**PROBLEM DESCRIPTION**
Will you quote only the lines starting at the one that contains "One keypoint belongs on each instance. Indicate the thick" and ending with the last line of the listing below, inclusive?

**DATA IN THIS EXERCISE**

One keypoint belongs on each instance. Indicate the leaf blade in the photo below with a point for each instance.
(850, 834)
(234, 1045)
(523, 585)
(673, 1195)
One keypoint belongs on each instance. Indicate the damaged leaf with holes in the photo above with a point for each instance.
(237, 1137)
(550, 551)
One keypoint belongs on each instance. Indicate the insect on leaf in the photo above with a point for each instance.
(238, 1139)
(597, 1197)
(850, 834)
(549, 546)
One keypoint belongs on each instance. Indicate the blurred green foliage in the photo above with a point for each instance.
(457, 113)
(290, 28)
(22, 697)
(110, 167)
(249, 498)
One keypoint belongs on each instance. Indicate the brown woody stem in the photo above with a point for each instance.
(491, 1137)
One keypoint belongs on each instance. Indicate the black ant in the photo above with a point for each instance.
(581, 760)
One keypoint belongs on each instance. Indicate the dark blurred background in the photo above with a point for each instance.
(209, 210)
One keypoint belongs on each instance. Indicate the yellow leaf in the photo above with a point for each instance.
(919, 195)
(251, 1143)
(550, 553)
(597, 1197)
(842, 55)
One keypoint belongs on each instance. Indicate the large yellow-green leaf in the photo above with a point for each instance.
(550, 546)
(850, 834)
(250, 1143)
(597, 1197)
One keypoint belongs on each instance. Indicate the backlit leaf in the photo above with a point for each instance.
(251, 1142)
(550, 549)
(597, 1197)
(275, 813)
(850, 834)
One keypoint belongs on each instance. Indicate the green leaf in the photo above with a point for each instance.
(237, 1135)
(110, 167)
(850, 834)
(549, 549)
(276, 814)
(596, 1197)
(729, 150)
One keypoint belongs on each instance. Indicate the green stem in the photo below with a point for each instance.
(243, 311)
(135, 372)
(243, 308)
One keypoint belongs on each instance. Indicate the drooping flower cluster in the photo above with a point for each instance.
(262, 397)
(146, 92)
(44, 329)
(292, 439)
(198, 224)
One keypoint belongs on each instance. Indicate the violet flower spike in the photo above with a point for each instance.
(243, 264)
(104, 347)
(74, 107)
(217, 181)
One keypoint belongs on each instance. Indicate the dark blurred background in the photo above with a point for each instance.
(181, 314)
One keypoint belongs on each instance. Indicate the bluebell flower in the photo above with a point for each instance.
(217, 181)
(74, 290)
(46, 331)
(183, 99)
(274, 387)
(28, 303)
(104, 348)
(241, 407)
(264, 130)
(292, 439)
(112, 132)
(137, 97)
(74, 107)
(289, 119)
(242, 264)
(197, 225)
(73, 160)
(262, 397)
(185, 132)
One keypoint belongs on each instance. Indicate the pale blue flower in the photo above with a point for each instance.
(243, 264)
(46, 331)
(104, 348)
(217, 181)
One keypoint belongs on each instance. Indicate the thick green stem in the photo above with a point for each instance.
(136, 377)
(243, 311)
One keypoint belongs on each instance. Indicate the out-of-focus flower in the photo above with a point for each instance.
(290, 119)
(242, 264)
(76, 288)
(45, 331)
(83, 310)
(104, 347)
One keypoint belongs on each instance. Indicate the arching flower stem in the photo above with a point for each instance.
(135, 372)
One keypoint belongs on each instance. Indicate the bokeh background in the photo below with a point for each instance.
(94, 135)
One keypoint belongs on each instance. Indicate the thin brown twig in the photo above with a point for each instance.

**THE OUTPUT**
One keypoint belongs on each instance. Indicate the thick green stem in the photo above with a point for each instance.
(136, 377)
(243, 311)
One keypoint belongs on each instance. Indicate the out-of-focus flower in the photo above with a point for each instance.
(290, 119)
(242, 264)
(76, 288)
(45, 331)
(83, 310)
(104, 347)
One keypoint belongs on each instance. Indicate the arching flower stem in the photo above with a point for each instance.
(135, 372)
One keypoint belongs on each instance. Indicate the bokeh background in the photo below with a point for each instance.
(94, 135)
One keypoint belongs on each instance. Indicate the thin brown twig in the photo above with a point for each instance.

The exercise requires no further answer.